ACTIVITY | Output the entries exactly.
====== SUPPLIED DATA ======
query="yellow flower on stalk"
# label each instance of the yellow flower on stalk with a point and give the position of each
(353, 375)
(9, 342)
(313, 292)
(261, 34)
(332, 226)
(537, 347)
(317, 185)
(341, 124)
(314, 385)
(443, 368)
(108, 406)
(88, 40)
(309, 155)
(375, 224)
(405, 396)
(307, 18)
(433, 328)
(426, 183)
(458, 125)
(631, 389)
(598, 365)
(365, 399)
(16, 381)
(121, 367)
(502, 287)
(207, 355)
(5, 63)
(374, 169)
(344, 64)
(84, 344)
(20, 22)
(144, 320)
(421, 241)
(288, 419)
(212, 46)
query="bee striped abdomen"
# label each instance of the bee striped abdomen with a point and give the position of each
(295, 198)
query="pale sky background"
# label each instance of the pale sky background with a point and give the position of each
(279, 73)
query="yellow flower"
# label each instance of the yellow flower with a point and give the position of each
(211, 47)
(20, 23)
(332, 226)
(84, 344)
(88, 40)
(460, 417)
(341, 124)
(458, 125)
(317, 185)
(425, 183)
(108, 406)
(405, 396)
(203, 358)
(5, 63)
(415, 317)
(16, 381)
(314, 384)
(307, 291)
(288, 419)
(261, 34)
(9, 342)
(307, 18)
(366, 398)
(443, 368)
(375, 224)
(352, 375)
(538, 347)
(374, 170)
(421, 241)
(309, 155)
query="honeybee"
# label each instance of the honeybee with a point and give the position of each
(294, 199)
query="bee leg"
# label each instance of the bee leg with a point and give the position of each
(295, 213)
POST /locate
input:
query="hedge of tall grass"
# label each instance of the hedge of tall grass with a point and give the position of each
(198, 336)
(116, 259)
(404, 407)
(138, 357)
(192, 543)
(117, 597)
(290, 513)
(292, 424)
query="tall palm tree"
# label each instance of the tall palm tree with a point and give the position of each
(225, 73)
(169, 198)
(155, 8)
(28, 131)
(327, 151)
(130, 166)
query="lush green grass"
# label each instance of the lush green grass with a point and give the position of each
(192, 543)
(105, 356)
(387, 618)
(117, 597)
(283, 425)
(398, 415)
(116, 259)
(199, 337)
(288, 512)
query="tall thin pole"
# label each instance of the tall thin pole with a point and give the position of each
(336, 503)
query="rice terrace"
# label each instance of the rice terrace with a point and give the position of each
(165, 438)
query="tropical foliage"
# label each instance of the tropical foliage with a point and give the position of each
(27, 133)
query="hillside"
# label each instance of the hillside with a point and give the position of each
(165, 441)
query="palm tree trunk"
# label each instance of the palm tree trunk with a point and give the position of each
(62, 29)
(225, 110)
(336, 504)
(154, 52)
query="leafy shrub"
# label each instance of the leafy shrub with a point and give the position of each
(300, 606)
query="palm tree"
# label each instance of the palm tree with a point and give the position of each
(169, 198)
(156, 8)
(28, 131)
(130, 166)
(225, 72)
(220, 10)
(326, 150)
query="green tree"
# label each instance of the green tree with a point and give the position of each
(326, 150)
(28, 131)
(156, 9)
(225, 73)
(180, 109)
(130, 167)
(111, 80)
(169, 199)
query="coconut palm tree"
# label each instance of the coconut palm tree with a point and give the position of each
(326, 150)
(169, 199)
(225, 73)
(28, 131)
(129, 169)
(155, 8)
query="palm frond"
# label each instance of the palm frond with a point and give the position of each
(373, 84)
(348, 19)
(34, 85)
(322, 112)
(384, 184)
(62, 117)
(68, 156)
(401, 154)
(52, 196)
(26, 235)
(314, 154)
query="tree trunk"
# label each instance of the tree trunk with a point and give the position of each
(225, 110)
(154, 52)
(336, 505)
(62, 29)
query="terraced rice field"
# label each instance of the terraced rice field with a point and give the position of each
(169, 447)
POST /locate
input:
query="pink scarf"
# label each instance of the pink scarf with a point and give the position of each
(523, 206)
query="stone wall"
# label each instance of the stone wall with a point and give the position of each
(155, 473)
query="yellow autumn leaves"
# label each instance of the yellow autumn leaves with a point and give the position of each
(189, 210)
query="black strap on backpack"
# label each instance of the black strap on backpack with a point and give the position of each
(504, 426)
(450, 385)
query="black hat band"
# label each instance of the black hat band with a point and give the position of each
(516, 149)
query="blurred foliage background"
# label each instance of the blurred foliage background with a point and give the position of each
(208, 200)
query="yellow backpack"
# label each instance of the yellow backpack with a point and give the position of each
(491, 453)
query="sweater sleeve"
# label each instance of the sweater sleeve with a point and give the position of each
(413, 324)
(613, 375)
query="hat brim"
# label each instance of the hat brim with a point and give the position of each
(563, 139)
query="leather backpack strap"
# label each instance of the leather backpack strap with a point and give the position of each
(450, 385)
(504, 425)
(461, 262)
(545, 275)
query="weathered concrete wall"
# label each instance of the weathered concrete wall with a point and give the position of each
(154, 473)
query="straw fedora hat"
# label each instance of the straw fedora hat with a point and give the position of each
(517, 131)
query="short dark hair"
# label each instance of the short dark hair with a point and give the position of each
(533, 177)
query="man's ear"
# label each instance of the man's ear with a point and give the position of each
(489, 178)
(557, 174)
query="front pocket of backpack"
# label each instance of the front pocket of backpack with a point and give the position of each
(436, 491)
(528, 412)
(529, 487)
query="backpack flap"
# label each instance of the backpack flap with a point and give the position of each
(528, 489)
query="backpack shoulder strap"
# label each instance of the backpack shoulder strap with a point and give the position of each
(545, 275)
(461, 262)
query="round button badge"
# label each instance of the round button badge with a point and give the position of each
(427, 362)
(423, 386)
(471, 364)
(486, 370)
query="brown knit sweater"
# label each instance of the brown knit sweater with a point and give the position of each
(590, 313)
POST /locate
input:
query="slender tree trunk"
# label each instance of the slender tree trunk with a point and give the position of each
======
RESPONSE AREA |
query="yellow flower on stalk"
# label each instance of the yellow flower on stalk with a point and give the position of each
(353, 375)
(9, 342)
(313, 292)
(261, 34)
(332, 226)
(537, 347)
(317, 185)
(341, 124)
(314, 385)
(443, 368)
(108, 406)
(88, 40)
(309, 155)
(375, 224)
(405, 396)
(307, 18)
(433, 328)
(426, 183)
(458, 125)
(631, 389)
(598, 365)
(365, 399)
(16, 381)
(121, 367)
(502, 287)
(207, 355)
(5, 63)
(374, 169)
(344, 64)
(84, 344)
(20, 22)
(144, 320)
(421, 241)
(288, 419)
(212, 46)
query="bee striped abdomen"
# label each instance of the bee striped abdomen with a point and give the position of each
(295, 198)
query="pale sky background"
# label each instance of the pale sky background with a point and give the position of each
(279, 73)
query="yellow flower"
# label each instance of the yellow flower with a point and give the position of each
(211, 47)
(20, 23)
(332, 226)
(84, 344)
(88, 40)
(460, 417)
(341, 124)
(458, 125)
(317, 185)
(425, 183)
(108, 406)
(405, 396)
(203, 358)
(5, 63)
(415, 317)
(16, 381)
(314, 384)
(307, 291)
(288, 419)
(261, 34)
(9, 342)
(307, 18)
(366, 398)
(443, 368)
(375, 224)
(352, 375)
(538, 347)
(374, 170)
(421, 241)
(309, 155)
query="honeybee"
# label each instance of the honeybee with a point and give the position of each
(294, 199)
query="bee leg"
# label each instance of the bee leg with a point and give the position of each
(295, 213)
POST /locate
input:
query="hedge of tall grass"
# label each instance of the hedge of tall grass with a point and give the position of each
(198, 336)
(116, 259)
(404, 407)
(138, 357)
(192, 543)
(117, 597)
(290, 513)
(292, 424)
query="tall palm tree"
# label each instance of the tall palm tree with a point and give the position of each
(225, 73)
(169, 198)
(155, 8)
(28, 131)
(327, 151)
(130, 166)
query="lush green grass"
# label each instance of the lush green grass with a point and give the position of each
(192, 543)
(105, 356)
(387, 618)
(117, 597)
(283, 425)
(398, 415)
(116, 259)
(199, 337)
(288, 512)
query="tall thin pole"
# label each instance of the tall thin pole with a point and give the position of each
(336, 503)
query="rice terrace"
# label each instance of the rice terrace with a point and give the position of each
(165, 438)
query="tropical foliage"
# label each instance of the tropical foliage with a point and give the position of each
(27, 133)
query="hillside"
# label each instance of the hillside with a point and give the position of each
(165, 441)
query="palm tree trunk"
# label each instance of the palm tree trunk with a point and give the position of each
(62, 29)
(225, 110)
(336, 504)
(154, 52)
query="leafy shrub"
# label each instance of the leafy shrub with a point and give the position of each
(300, 606)
query="palm tree"
# label each instance of the palm tree with a point and give the position of each
(169, 198)
(156, 8)
(28, 131)
(130, 166)
(225, 72)
(220, 10)
(326, 150)
query="green tree"
# label each instance of the green tree with a point and give the position of each
(326, 150)
(28, 131)
(156, 9)
(225, 73)
(180, 109)
(130, 167)
(111, 80)
(169, 199)
query="coconut palm tree"
# label each instance of the coconut palm tree with a point and give the position of each
(326, 150)
(169, 199)
(225, 73)
(28, 131)
(129, 169)
(155, 8)
query="palm frond"
# label each instance of the palm frond with a point and give the position of each
(373, 84)
(348, 19)
(34, 85)
(322, 112)
(384, 184)
(62, 117)
(68, 156)
(401, 154)
(52, 196)
(26, 235)
(314, 154)
query="tree trunk"
# label each instance of the tree trunk with a point and give the position of each
(225, 110)
(154, 52)
(336, 505)
(62, 29)
query="terraced rice field"
# label each instance of the terraced rice field with a point and give the position of each
(169, 447)
POST /locate
input:
query="pink scarf"
# label each instance of the pink scarf with a point and give the position of each
(523, 206)
query="stone wall"
# label each instance of the stone wall with a point and give the position of each
(155, 473)
query="yellow autumn leaves"
# label each instance of the yellow autumn leaves with a point and give the position of each
(189, 210)
query="black strap on backpack"
# label each instance of the black strap on backpack with a point and give the position of each
(504, 426)
(450, 385)
query="black hat band"
# label each instance of the black hat band with a point and give the position of each
(516, 149)
query="blurred foliage background"
# label each instance of the blurred foliage background with a point and give the position of each
(208, 200)
query="yellow backpack"
# label each instance of the yellow backpack with a point and give the position of each
(491, 453)
query="sweater sleeve"
# label each instance of the sweater sleeve with a point and give the position of each
(413, 324)
(613, 375)
query="hat brim"
# label each instance of the hat brim with a point and give the position of each
(563, 139)
query="leather backpack strap"
# label each instance of the leather backpack strap with a point and give the position of each
(450, 385)
(504, 425)
(461, 262)
(545, 275)
query="weathered concrete wall"
# label each instance of the weathered concrete wall with a point and give the position of each
(154, 473)
query="straw fedora hat"
# label each instance of the straw fedora hat with a point and give the position of each
(517, 131)
query="short dark hair"
# label each instance of the short dark hair with a point and give the position of each
(533, 177)
query="man's ear"
# label each instance of the man's ear with a point and give the position of each
(489, 178)
(557, 174)
query="front pocket of backpack"
# label each instance of the front pocket of backpack with a point and give the position of each
(436, 491)
(528, 412)
(529, 487)
query="backpack flap"
# label each instance of the backpack flap with a point and give the position of each
(528, 489)
query="backpack shoulder strap"
# label each instance of the backpack shoulder strap with a point and give the position of each
(545, 275)
(461, 262)
query="round button badge"
# label each instance of the round button badge with a point and give the position of each
(427, 362)
(423, 386)
(471, 364)
(486, 370)
query="brown knit sweater"
# label each instance of the brown knit sweater with a point and give the position of each
(590, 313)
POST /locate
input:
query="slender tree trunk"
# label each instance of the slender tree trunk with a point and give the position of each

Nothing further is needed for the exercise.